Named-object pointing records
____________________

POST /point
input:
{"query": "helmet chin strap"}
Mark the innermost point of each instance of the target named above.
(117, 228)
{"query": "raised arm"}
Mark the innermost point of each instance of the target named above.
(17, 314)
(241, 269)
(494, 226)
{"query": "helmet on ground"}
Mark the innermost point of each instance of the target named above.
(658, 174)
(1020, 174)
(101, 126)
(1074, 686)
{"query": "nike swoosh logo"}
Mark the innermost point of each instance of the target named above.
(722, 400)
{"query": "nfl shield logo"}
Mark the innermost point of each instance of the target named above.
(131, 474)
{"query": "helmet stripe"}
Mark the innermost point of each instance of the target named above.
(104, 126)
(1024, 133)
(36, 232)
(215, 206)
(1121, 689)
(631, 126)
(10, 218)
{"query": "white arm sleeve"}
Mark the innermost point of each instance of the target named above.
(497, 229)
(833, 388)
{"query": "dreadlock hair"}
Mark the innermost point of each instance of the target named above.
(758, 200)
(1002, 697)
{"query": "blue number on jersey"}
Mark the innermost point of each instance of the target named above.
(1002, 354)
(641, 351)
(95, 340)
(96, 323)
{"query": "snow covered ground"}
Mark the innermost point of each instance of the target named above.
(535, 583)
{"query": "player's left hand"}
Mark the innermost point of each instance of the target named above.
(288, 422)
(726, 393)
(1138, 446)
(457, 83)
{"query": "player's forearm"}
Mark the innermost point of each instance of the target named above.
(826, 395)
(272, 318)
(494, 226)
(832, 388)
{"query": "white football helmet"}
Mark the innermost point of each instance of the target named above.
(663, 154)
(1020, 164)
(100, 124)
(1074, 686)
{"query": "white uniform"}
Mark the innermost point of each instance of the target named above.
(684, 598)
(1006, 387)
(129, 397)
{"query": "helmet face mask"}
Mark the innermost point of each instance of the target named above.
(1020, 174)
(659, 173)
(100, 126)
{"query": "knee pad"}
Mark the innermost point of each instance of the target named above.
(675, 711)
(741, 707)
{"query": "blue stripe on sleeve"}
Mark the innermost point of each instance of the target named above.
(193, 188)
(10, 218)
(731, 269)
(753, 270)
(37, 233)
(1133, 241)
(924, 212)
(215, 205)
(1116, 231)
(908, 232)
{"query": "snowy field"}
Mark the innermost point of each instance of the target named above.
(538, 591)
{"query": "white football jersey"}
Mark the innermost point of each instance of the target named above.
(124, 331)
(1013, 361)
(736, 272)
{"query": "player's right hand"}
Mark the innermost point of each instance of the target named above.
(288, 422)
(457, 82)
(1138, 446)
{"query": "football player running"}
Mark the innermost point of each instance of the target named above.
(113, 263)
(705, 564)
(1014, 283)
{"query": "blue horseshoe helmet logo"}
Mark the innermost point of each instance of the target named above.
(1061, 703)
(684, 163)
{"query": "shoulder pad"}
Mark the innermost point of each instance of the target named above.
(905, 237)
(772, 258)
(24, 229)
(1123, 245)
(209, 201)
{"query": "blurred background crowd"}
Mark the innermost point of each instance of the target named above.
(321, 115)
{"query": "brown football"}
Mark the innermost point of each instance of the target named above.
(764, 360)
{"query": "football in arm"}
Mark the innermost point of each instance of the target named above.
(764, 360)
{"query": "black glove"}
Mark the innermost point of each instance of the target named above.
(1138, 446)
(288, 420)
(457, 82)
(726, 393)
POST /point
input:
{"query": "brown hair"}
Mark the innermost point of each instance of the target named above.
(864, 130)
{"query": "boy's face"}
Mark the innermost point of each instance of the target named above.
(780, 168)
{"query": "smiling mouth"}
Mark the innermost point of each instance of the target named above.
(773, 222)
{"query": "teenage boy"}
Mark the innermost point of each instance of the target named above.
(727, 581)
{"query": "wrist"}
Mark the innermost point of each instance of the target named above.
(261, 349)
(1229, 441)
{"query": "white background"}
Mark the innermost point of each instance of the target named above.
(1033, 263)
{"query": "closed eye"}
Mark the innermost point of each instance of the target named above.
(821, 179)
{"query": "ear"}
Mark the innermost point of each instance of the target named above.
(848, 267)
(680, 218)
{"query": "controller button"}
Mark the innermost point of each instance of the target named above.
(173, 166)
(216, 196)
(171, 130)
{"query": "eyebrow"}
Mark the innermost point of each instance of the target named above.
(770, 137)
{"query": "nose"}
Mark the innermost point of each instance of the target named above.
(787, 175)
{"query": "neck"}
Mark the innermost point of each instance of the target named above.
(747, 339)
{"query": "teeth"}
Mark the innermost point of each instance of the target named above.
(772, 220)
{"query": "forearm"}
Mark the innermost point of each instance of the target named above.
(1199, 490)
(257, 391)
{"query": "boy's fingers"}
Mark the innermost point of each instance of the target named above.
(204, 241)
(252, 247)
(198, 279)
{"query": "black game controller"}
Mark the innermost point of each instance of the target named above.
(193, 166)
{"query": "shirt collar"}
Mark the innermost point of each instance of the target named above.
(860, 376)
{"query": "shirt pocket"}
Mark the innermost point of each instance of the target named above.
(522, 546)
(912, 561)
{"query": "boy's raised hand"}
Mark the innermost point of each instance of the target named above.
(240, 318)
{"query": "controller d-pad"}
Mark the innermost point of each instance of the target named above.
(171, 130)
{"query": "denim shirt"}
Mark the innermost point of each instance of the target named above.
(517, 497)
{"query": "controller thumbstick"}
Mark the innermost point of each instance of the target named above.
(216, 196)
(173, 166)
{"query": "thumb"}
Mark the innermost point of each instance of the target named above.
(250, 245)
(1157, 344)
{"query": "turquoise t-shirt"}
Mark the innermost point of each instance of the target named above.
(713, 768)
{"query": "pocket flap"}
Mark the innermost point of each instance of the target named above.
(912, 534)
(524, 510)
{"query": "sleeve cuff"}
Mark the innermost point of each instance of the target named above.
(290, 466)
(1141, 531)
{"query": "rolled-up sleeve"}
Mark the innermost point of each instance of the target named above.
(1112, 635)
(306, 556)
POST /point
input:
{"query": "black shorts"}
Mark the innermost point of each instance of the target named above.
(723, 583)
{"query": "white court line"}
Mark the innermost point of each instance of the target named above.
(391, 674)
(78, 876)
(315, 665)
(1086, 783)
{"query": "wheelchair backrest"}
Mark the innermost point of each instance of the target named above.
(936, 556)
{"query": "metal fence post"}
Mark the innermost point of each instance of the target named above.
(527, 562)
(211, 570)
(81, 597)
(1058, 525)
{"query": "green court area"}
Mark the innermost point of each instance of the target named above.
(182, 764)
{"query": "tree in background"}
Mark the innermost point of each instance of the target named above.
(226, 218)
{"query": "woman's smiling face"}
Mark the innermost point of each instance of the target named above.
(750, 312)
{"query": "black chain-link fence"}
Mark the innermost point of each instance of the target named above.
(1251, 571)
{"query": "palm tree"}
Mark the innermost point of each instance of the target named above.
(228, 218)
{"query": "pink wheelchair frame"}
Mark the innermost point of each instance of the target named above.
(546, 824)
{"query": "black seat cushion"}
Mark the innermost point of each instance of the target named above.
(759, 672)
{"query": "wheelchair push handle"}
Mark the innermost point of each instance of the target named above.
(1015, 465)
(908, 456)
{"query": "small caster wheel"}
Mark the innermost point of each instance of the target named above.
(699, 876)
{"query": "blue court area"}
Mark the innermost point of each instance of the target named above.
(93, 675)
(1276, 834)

____________________

Goal of the exercise |
Print the whole listing exactly as it is.

Task output |
POST /point
input:
{"query": "helmet chin strap"}
Mark the innermost point of each instance of the target named above.
(117, 228)
{"query": "raised arm"}
Mark the innermost point of each instance of the target named above.
(17, 314)
(241, 269)
(494, 226)
{"query": "helmet on ground"}
Mark the innermost point of each instance of the target named above.
(658, 174)
(1020, 174)
(101, 126)
(1074, 686)
{"query": "nike swoosh logo"}
Mark the innermost point of each instance of the target named above.
(722, 400)
{"query": "nfl shield logo"}
Mark the innermost point of each instance of the target named above.
(131, 474)
{"query": "helmet stripe"}
Mark the innermost point of each instance of the target named above.
(104, 126)
(1024, 133)
(36, 232)
(215, 206)
(1121, 689)
(631, 126)
(10, 218)
{"query": "white arm sleeve"}
Mark the innermost point of each instance of the target named above.
(497, 229)
(833, 388)
{"query": "dreadlock hair"}
Mark the innermost point of each instance of the target named above.
(758, 200)
(1002, 697)
{"query": "blue number on jersey"}
Mark the innermost point of each instance of the target named above.
(1002, 354)
(641, 351)
(95, 340)
(96, 323)
{"query": "snow covered ground"}
Mark the innermost point of each instance of the target named above.
(535, 583)
{"query": "player's left hand"}
Mark the innermost point of each instance of the target named above.
(288, 422)
(726, 393)
(1138, 446)
(457, 83)
{"query": "player's forearm"}
Mark the innermost point of each instance of the target named above.
(826, 395)
(272, 318)
(494, 226)
(832, 388)
{"query": "white football helmet"}
Mark the innermost point of each instance of the target named above.
(663, 154)
(1020, 164)
(100, 124)
(1074, 686)
{"query": "white uniform"}
Mark the innermost point of each instance of the target named above.
(684, 598)
(1006, 387)
(129, 397)
{"query": "helmet face mask"}
Mark the innermost point of each instance of the target named above.
(1020, 174)
(659, 173)
(100, 126)
{"query": "knee pad"}
Mark the innermost point of each instance of the target named above.
(675, 711)
(741, 707)
{"query": "blue stripe on sleeve"}
Mark the innermost point of each instance of the target named above.
(193, 188)
(10, 218)
(731, 269)
(753, 270)
(37, 233)
(1133, 241)
(924, 212)
(215, 205)
(1116, 231)
(908, 232)
{"query": "snowy field"}
Mark the innermost point of each instance of the target named above.
(538, 591)
{"query": "white football jersey"}
Mark the innermost point of each instance of the target named above.
(124, 331)
(1013, 361)
(736, 272)
{"query": "player's right hand"}
Mark the innermost point of each instance of the target named above.
(288, 422)
(457, 82)
(1138, 446)
{"query": "football player running"}
Mark the innermost point of each instance of the target named above.
(113, 263)
(705, 564)
(1014, 283)
{"query": "blue horseshoe helmet logo"}
Mark the innermost point of each instance of the target named above.
(1061, 703)
(684, 163)
{"query": "shoulder pad"}
Mark the innermost point of each instance of the target named above.
(905, 237)
(772, 258)
(24, 229)
(1123, 245)
(209, 201)
{"query": "blurred background crowd"}
Mark the innermost point of each instance of the target named above.
(321, 115)
{"query": "brown football"}
Mark the innermost point of each instance of the target named above.
(764, 360)
{"query": "football in arm"}
Mark the innermost point of each instance of the target named above.
(764, 360)
{"query": "black glove"}
Mark the innermost point of each instance of the target named above.
(1138, 446)
(288, 420)
(457, 82)
(726, 393)
POST /point
input:
{"query": "brown hair"}
Mark the innermost point of each instance of the target named above.
(864, 130)
{"query": "boy's face"}
Mark the innermost point of each instance of the target named above.
(780, 168)
{"query": "smiling mouth"}
Mark the innermost point of each instance of the target named above.
(773, 222)
{"query": "teenage boy"}
Mark the innermost point of each instance of the target named above.
(727, 581)
{"query": "wrist"}
Mark the innermost point of each instance of the target named above.
(261, 349)
(1229, 441)
{"query": "white background"}
Mark the innermost point of each instance of the target named above.
(1033, 263)
{"query": "closed eye"}
Mark the innermost point of each instance of the target named above.
(821, 179)
{"query": "ear"}
Mark the innermost point of each instance of the target named above.
(848, 267)
(680, 218)
{"query": "controller button"}
Mark the innermost point of each instance of the target named above.
(173, 166)
(216, 196)
(171, 130)
{"query": "eyebrow"}
Mark the innermost point of each instance of the target named above.
(770, 137)
{"query": "nose"}
Mark the innermost point of each instance of the target named above.
(787, 175)
{"query": "neck"}
Mark the innermost point of each instance of the target named above.
(747, 339)
{"query": "teeth"}
Mark the innermost point of each instance of the target named above.
(772, 220)
{"query": "forearm"}
Mark the innermost point of each instance of the target named above.
(1199, 490)
(257, 391)
{"query": "boy's fingers"}
Mark the innermost point of each instance of the target named above.
(204, 241)
(252, 247)
(198, 279)
{"query": "black game controller"}
Mark the innermost point of each instance of the target named above.
(193, 166)
{"query": "shirt collar"}
Mark the innermost point of each instance of the target named above.
(860, 376)
{"query": "shirt pocket"}
Mark the innermost point of each instance of the target named above.
(522, 546)
(912, 561)
{"query": "boy's raised hand"}
Mark the innermost point of each instance of the target named above.
(240, 318)
{"query": "controller d-pad"}
Mark the innermost point of each instance of the target named above.
(171, 130)
{"query": "denim shirt"}
Mark the innermost point of each instance of the target named above.
(517, 497)
{"query": "controller thumbstick"}
Mark the innermost point of each instance of the target named above.
(216, 196)
(173, 166)
{"query": "thumb"}
Mark the innermost point of each instance of the target named above.
(250, 245)
(1157, 344)
{"query": "turquoise t-shirt"}
Mark the innermost point of each instance of the target named above.
(713, 768)
{"query": "pocket flap"}
Mark the innermost point of each instance of the target named above.
(912, 534)
(524, 510)
{"query": "sleeve cuff"}
Mark the innermost point of each instance of the target named above.
(290, 466)
(1141, 531)
{"query": "rolled-up sleeve"}
Mark the innermost point of each instance of the target named above.
(1112, 635)
(306, 556)
POST /point
input:
{"query": "black shorts"}
Mark the innermost point of each instance of the target named above.
(723, 583)
{"query": "white court line"}
Mark the innermost point of each instance of the target named above.
(391, 674)
(78, 876)
(315, 665)
(1086, 783)
{"query": "wheelchair backrest"}
Mark the innermost point of each instance of the target named above.
(936, 556)
{"query": "metal fence post"}
Mark the innermost point of each instance of the target named above.
(527, 562)
(211, 570)
(81, 597)
(1058, 525)
{"query": "green court area"}
Mark the innermost point of each instance of the target named above.
(182, 764)
{"query": "tree in background"}
Mark the innermost point of each instance of the target named above.
(226, 218)
{"query": "woman's smiling face"}
Mark the innermost point of each instance of the target named above.
(750, 312)
{"query": "black chain-link fence"}
Mark the innermost point of each instance of the target named above.
(1251, 571)
{"query": "palm tree"}
Mark the innermost point of each instance of the target named above.
(228, 218)
{"query": "pink wheelchair frame"}
Mark the innermost point of each instance of the target named above.
(546, 824)
{"query": "black seat cushion"}
Mark the innermost point of each instance of the target named above.
(759, 672)
{"query": "wheelchair push handle"}
Mark the innermost point of each instance of the target named above.
(1015, 465)
(908, 456)
{"query": "small caster wheel"}
Mark the innermost point of each instance of the target named above.
(699, 876)
{"query": "blue court area"}
Mark the innermost point of each instance of the target named above.
(93, 675)
(1276, 834)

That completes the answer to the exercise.